(Position annotation records)
◇ ◇ ◇

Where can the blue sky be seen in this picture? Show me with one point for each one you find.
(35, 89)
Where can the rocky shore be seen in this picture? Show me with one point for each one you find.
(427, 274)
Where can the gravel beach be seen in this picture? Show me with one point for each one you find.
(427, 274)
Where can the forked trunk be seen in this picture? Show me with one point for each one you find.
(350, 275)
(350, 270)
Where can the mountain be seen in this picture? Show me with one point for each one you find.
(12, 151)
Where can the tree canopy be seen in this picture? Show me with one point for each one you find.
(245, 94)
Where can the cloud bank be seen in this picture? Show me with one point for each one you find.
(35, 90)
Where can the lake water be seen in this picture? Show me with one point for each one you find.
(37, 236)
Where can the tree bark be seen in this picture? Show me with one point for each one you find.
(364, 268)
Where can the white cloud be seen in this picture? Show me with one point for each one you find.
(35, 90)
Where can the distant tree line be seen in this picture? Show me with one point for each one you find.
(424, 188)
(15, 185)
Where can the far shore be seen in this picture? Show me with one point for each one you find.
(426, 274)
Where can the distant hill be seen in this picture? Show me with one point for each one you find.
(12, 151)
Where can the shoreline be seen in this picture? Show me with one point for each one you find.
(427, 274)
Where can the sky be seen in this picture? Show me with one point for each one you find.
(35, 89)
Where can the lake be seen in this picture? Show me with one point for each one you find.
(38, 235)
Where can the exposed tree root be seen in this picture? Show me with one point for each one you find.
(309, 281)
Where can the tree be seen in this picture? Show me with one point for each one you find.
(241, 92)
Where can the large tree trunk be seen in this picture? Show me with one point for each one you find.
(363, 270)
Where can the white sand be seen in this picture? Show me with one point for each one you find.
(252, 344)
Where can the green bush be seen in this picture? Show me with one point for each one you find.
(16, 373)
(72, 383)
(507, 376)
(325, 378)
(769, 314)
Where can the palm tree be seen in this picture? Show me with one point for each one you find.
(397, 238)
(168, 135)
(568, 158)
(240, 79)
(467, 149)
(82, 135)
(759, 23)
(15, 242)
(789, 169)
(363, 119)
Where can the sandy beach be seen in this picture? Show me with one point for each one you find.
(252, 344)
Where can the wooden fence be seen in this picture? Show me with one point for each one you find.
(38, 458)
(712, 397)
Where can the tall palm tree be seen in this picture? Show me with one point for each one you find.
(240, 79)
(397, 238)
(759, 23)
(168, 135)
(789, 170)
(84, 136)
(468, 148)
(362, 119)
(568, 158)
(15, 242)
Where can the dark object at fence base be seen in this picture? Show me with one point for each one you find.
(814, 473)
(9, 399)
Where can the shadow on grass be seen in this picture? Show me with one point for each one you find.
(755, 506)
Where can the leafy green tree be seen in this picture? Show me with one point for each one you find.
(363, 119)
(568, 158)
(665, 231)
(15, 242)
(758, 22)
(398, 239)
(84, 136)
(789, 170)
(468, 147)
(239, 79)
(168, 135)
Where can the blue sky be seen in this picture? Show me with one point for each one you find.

◇ ◇ ◇

◆ Task objective
Copy out all of the records above, line for line, with nothing changed.

◆ Task output
Where can the blue sky be seen in this picture? Show me with one point for each one you find.
(35, 89)
Where can the rocky shore be seen in this picture? Show me with one point for each one you find.
(427, 274)
Where can the gravel beach be seen in this picture? Show me with one point for each one you find.
(427, 274)
Where can the forked trunk be seen in this picture? Show me with one point for each one you find.
(350, 275)
(350, 270)
Where can the mountain be seen in this picture? Show me with one point for each one you find.
(12, 151)
Where can the tree canopy be seen in this picture? Show me with one point for each one you find.
(245, 94)
Where can the cloud bank be seen in this picture? Show me with one point for each one you find.
(35, 90)
Where can the lake water be seen in this picture? Show me with one point for each one you find.
(37, 236)
Where can the tree bark be seen in this picture? Show me with one point for each one you find.
(364, 268)
Where can the white cloud be seen in this picture? Show me with one point for each one you find.
(35, 90)
Where can the distant tree line be seen in this picture? Show me with one point for each one you find.
(424, 188)
(15, 185)
Where can the far shore be seen in this picture? Show me with one point for each one you find.
(426, 274)
Where can the distant hill be seen in this picture? Show me with one point for each one you find.
(12, 151)
Where can the shoreline be seen in this picture? Show me with one point for each one you find.
(427, 274)
Where can the sky be seen in this picture? Show me with one point for each one you find.
(35, 89)
Where can the lake be seen in this picture? Show me with one point for each one you find.
(38, 235)
Where can the exposed tree root be seen in this picture? Show me with one point for each one you find.
(309, 281)
Where can the tree be seen in this picture? Show me with one point for each one you find.
(241, 92)
Where can the large tree trunk be seen in this picture? Show me with one point for each one you find.
(363, 270)
Where can the white sand be seen in this picture? Show me with one point for each one you find.
(252, 344)
Where can the green bush be seen in this picture? Show me with one point for each one you find.
(16, 373)
(72, 383)
(507, 376)
(325, 378)
(769, 314)
Where can the palm tree be seen in this picture? Show me with one point for each one you find.
(397, 238)
(168, 135)
(568, 158)
(240, 79)
(467, 149)
(82, 135)
(759, 23)
(15, 242)
(789, 169)
(363, 119)
Where can the sandy beach be seen in this picture? Show me with one point for each one you find.
(252, 344)
Where can the wooden fence be seen in this picture? Show me with one point for each one you find.
(38, 458)
(712, 397)
Where can the tall palm tree be seen in this picture? Show me with one point for each one you find.
(240, 79)
(397, 238)
(759, 23)
(168, 135)
(789, 170)
(84, 136)
(468, 148)
(362, 119)
(568, 158)
(15, 242)
Where can the dark object at fence base be seen in this picture? Show me with one point for each one you find.
(814, 473)
(9, 399)
Where can the shadow on grass be seen in this picture? Show me with one point for each one you find.
(755, 506)
Where can the leafy green tree be seen in this picture? Show me with one point for each one you find.
(363, 119)
(568, 158)
(665, 231)
(15, 242)
(758, 22)
(398, 239)
(84, 136)
(789, 170)
(468, 147)
(239, 79)
(168, 135)
Where can the blue sky be seen in this picture? Show me with one point for each one you find.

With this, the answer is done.